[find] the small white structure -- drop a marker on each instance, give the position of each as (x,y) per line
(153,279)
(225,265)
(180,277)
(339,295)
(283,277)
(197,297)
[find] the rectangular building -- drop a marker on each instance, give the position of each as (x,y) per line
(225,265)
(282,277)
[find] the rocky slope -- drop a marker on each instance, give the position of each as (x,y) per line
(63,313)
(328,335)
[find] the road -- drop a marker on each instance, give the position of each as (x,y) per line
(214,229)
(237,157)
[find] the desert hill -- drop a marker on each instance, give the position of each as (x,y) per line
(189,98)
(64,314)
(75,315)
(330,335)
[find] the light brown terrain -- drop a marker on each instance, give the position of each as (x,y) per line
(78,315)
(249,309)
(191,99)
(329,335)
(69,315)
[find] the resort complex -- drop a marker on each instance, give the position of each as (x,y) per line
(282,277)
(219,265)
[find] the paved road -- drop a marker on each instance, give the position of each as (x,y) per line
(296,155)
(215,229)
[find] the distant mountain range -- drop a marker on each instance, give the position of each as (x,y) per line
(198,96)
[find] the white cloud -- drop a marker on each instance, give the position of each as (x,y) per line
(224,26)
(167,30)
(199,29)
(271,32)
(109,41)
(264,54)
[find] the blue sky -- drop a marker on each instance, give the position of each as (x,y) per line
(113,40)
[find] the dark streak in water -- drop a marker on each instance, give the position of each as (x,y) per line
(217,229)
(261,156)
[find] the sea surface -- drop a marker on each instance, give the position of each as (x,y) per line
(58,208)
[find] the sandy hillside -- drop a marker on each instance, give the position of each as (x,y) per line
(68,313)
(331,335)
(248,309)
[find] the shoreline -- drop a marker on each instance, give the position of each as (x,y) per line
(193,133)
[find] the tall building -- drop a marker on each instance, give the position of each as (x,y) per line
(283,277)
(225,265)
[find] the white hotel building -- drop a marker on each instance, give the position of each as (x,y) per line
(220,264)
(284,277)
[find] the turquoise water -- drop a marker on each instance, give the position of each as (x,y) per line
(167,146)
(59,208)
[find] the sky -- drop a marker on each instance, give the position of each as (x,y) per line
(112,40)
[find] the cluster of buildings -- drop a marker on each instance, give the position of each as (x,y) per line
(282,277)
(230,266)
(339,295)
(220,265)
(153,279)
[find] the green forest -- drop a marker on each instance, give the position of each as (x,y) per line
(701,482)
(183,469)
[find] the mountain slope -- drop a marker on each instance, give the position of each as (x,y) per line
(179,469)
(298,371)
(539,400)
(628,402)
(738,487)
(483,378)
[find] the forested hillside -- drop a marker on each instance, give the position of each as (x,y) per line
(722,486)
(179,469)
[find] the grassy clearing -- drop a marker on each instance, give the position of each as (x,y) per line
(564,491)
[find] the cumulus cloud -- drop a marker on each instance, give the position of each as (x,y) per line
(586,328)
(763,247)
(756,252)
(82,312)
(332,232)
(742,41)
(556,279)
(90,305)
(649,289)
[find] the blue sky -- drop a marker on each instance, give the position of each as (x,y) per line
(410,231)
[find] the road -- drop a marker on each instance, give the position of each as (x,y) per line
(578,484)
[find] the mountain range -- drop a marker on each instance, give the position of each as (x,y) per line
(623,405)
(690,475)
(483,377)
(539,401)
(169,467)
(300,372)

━━━

## [PROBLEM DETAILS]
Extract the lines above from the one containing "[find] the mountain range" to the last line, both included, exactly as written.

## [REPLY TO THE TASK]
[find] the mountain range -- drop a marker on each instance, give the position of each as (x,y) per line
(623,405)
(690,475)
(483,377)
(539,401)
(169,467)
(300,372)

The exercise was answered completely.